Aufgabenstellung> Bitte wiederholen Sie den Text über Tumoren des oberen GI-Trakts vollständig und wortgetreu.

Text zur Analyse>
────
Tumoren des oberen GI-Trakts

Drei Neuzulassungen zusammen mit Companion Diagnostics gab es im vergangenen Jahr bei Tumoren des oberen Gastrointestinaltrakts. Diese betreffen zum einen den Checkpoint-Inhibitor Pembrolizumab beim Adenokarzinom des gastroösophagealen Übergangs (AEG-Tumor) und beim Ösophaguskarzinom; in beiden Fällen ist der Nachweis einer PD-L1-Expression verpflichtend, bei AEG-Tumoren zusätzlich ein negativer Test auf eine HER2-Expression. 
Eine völlig neue Begleitdiagnostik betrifft zum anderen das innovative Medikament Pemigatinib, das zur Behandlung des Gallengangskarzinoms zugelassen wurde. Beim intrahepatischen Cholangiokarzinom (iCCA) finden sich bei bis zu 16 % der Fälle Fusionen oder Umlagerungen des Fibroblasten-Wachstumsfaktor-Rezeptors (FGFR), die als onkogene Treiber fungieren. Für den Einsatz von Pemigatinib, einem oralen, selektiven Inhibitor der FGFR-Isoformen 1, 2 und 3 beim nicht resezierbaren, lokal fortgeschrittenen oder metastasierten Cholangiokarzinom nach mindestens einer systemischen Vorbehandlung, wird demnach der Nachweis einer FGFR2-Fusion oder -Umlagerung gefordert.
────
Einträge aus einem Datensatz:
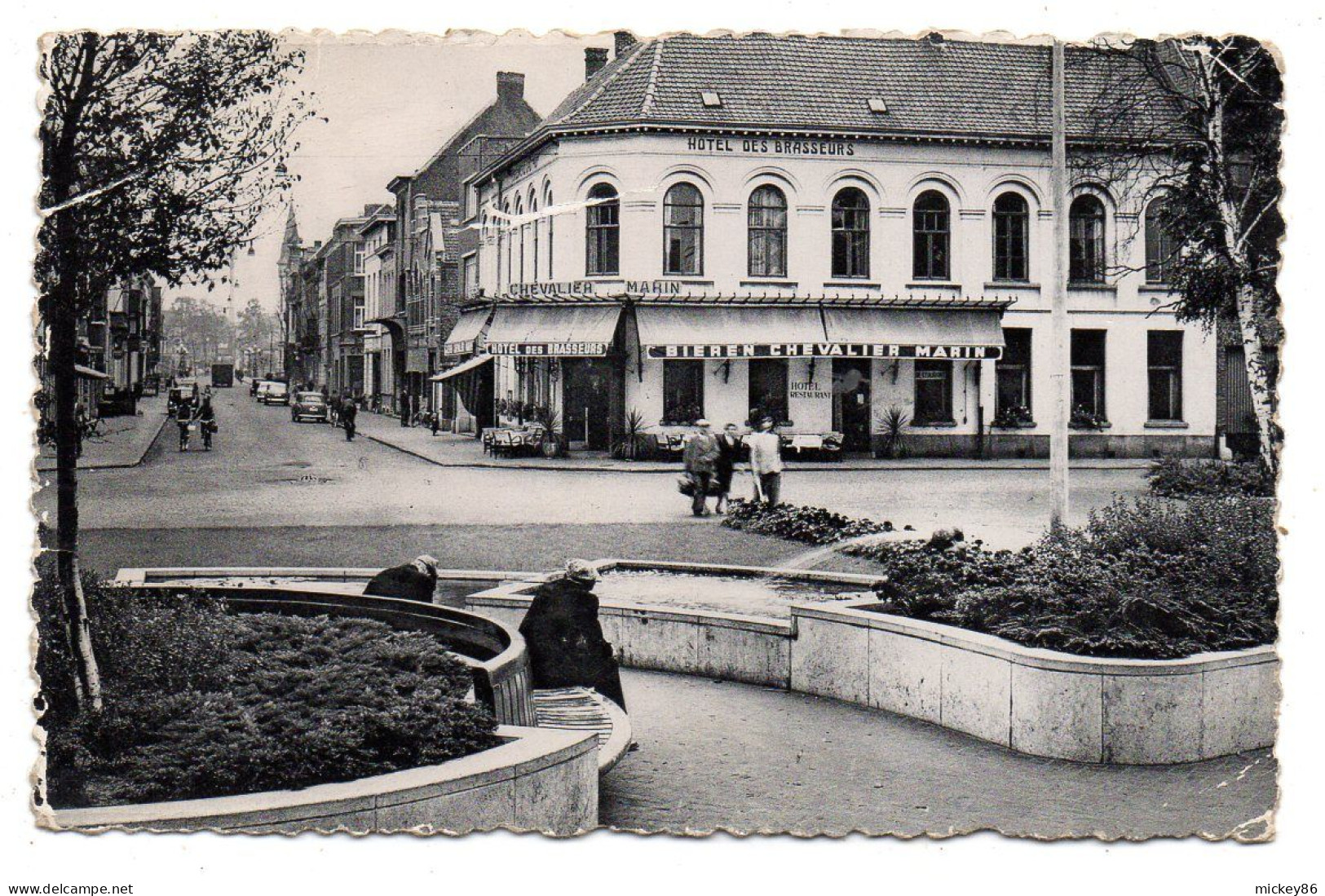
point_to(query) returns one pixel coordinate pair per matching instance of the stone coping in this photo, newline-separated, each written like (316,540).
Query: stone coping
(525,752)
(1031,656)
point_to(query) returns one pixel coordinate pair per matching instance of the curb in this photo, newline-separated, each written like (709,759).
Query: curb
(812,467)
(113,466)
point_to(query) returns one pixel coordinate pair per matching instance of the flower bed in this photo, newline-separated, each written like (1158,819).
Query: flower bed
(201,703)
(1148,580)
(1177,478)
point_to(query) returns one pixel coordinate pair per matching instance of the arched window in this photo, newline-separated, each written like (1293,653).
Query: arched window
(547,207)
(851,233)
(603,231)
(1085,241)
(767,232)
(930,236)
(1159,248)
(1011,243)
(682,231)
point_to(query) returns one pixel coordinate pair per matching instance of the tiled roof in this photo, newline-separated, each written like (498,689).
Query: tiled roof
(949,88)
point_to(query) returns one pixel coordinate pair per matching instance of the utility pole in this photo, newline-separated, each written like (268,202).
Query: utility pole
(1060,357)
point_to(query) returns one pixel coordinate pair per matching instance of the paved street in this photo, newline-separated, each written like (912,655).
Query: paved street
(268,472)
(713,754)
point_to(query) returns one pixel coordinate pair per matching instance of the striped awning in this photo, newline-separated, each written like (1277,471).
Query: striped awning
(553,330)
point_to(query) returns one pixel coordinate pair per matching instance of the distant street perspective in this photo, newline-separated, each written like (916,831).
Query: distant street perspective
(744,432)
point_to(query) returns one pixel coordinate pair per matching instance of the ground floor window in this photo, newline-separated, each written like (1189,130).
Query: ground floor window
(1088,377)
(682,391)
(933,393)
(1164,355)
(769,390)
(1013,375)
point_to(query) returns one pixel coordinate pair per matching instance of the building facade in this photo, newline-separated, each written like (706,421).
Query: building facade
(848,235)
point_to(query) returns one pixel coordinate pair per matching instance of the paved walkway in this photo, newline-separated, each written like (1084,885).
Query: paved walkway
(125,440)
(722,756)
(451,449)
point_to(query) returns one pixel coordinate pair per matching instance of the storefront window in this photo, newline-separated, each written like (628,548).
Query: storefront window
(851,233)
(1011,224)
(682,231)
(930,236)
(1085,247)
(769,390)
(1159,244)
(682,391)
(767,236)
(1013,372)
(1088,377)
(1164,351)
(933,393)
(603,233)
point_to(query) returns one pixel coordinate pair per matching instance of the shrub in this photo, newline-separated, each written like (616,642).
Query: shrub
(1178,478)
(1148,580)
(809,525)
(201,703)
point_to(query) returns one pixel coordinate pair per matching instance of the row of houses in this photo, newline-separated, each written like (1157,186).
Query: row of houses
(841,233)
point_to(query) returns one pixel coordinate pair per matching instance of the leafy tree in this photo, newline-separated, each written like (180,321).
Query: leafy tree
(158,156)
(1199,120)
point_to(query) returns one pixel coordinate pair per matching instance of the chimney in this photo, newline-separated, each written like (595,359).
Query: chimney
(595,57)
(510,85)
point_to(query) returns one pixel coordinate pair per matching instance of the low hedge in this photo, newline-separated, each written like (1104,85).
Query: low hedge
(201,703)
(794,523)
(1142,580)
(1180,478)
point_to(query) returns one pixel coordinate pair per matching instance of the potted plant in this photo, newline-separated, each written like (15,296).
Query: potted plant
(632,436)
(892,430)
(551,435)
────
Ergebnis>
Tumoren des oberen GI-Trakts

Drei Neuzulassungen zusammen mit Companion Diagnostics gab es im vergangenen Jahr bei Tumoren des oberen Gastrointestinaltrakts. Diese betreffen zum einen den Checkpoint-Inhibitor Pembrolizumab beim Adenokarzinom des gastroösophagealen Übergangs (AEG-Tumor) und beim Ösophaguskarzinom; in beiden Fällen ist der Nachweis einer PD-L1-Expression verpflichtend, bei AEG-Tumoren zusätzlich ein negativer Test auf eine HER2-Expression. 
Eine völlig neue Begleitdiagnostik betrifft zum anderen das innovative Medikament Pemigatinib, das zur Behandlung des Gallengangskarzinoms zugelassen wurde. Beim intrahepatischen Cholangiokarzinom (iCCA) finden sich bei bis zu 16 % der Fälle Fusionen oder Umlagerungen des Fibroblasten-Wachstumsfaktor-Rezeptors (FGFR), die als onkogene Treiber fungieren. Für den Einsatz von Pemigatinib, einem oralen, selektiven Inhibitor der FGFR-Isoformen 1, 2 und 3 beim nicht resezierbaren, lokal fortgeschrittenen oder metastasierten Cholangiokarzinom nach mindestens einer systemischen Vorbehandlung, wird demnach der Nachweis einer FGFR2-Fusion oder -Umlagerung gefordert.